Task directions - Count how many lines in the material below contain the word "roof", and give only that number.

Source material -
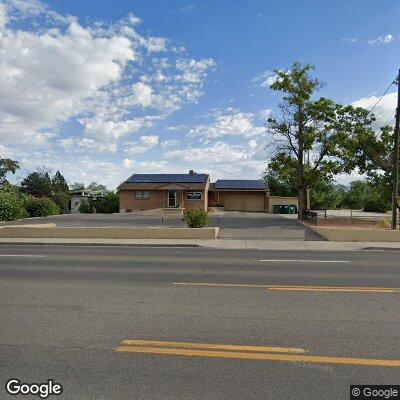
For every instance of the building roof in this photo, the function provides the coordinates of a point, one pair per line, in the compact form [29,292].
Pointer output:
[240,184]
[167,178]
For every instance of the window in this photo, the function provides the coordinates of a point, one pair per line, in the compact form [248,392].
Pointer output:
[142,194]
[194,196]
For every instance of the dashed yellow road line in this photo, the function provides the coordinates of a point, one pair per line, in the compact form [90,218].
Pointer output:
[207,346]
[308,288]
[293,358]
[303,289]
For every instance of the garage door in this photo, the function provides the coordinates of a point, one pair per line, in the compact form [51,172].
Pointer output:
[233,202]
[254,202]
[244,202]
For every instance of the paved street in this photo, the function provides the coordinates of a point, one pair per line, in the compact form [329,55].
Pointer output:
[324,320]
[233,224]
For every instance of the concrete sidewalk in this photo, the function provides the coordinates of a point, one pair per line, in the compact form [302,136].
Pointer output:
[292,245]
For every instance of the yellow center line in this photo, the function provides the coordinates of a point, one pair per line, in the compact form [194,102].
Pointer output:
[301,289]
[262,356]
[295,288]
[206,346]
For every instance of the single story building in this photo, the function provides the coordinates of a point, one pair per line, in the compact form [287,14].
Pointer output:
[194,191]
[78,195]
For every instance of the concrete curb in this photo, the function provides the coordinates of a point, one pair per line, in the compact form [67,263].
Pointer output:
[40,232]
[356,235]
[265,245]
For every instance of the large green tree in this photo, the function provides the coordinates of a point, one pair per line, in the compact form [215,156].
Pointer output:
[313,133]
[58,183]
[37,184]
[7,165]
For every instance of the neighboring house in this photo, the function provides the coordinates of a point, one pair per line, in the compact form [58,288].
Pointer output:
[194,191]
[79,194]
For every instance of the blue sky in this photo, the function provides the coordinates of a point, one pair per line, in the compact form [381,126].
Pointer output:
[103,89]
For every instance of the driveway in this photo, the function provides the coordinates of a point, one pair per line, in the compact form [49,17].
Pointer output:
[245,225]
[232,224]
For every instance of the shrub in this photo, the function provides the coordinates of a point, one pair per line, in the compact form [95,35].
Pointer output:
[377,204]
[41,207]
[197,218]
[384,223]
[86,207]
[11,206]
[108,204]
[62,200]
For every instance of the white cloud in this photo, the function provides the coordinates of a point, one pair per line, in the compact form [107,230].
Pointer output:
[44,78]
[266,79]
[156,44]
[134,20]
[219,152]
[106,130]
[234,124]
[86,144]
[141,96]
[383,111]
[170,143]
[53,70]
[3,16]
[145,143]
[194,71]
[385,39]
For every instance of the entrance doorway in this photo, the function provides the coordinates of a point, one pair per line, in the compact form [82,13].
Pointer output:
[171,198]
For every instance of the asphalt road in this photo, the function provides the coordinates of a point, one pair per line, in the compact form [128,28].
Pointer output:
[65,309]
[232,224]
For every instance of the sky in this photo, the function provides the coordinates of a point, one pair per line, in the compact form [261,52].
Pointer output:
[103,89]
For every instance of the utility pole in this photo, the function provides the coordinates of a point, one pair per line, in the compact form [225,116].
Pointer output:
[395,171]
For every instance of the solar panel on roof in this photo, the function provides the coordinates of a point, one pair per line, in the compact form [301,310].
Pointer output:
[167,178]
[240,184]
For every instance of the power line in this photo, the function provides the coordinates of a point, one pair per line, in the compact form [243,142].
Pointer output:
[389,119]
[372,109]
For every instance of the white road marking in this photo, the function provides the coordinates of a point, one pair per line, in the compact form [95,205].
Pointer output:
[309,261]
[22,255]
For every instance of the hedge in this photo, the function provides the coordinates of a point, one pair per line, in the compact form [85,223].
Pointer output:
[197,218]
[11,206]
[41,207]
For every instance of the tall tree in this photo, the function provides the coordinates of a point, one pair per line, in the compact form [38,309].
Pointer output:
[37,184]
[7,165]
[58,183]
[313,133]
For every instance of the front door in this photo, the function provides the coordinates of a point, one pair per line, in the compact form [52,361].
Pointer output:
[171,198]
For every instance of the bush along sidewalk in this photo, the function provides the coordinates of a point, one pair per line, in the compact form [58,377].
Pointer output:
[197,218]
[11,205]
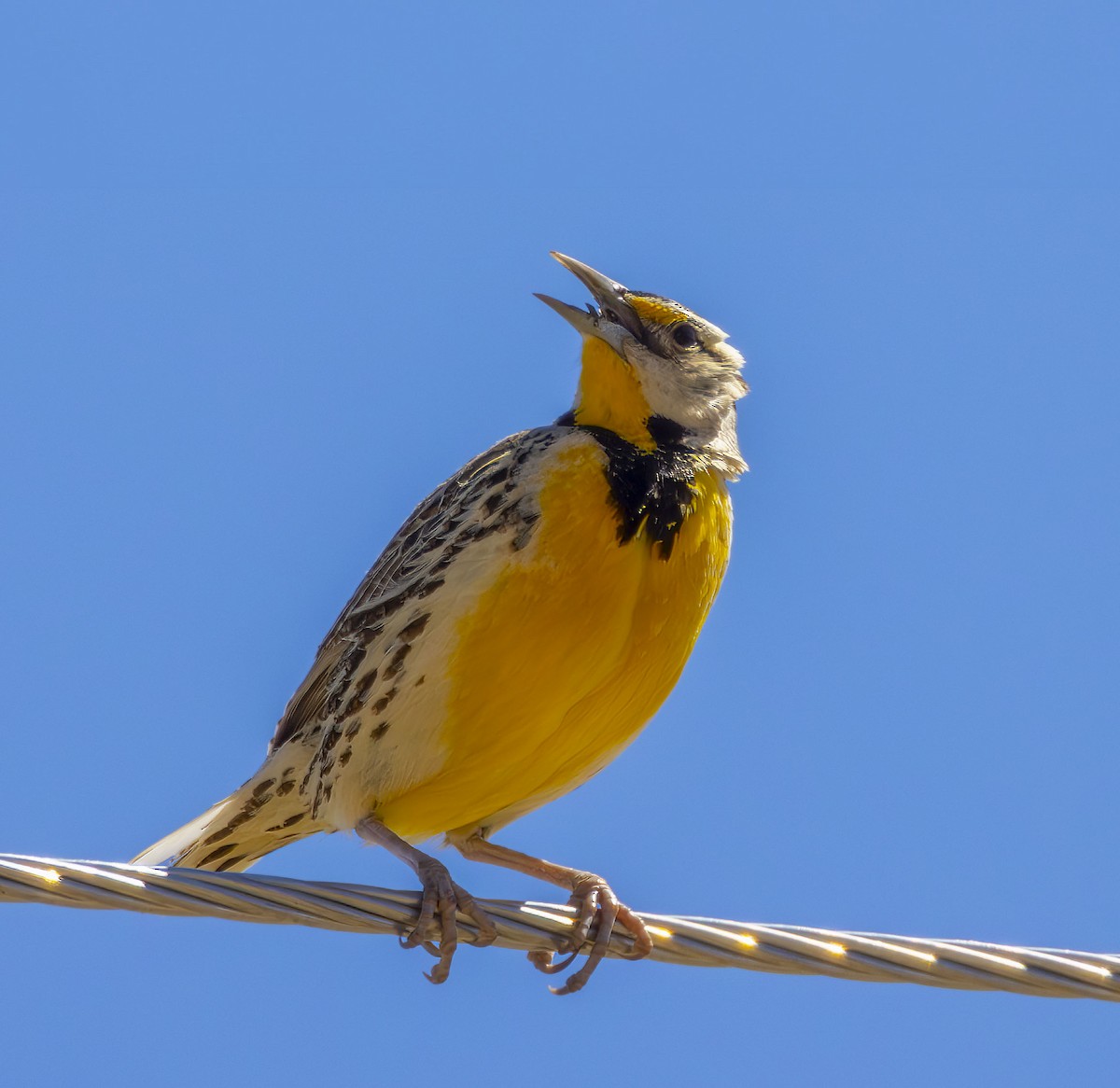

Reply - 2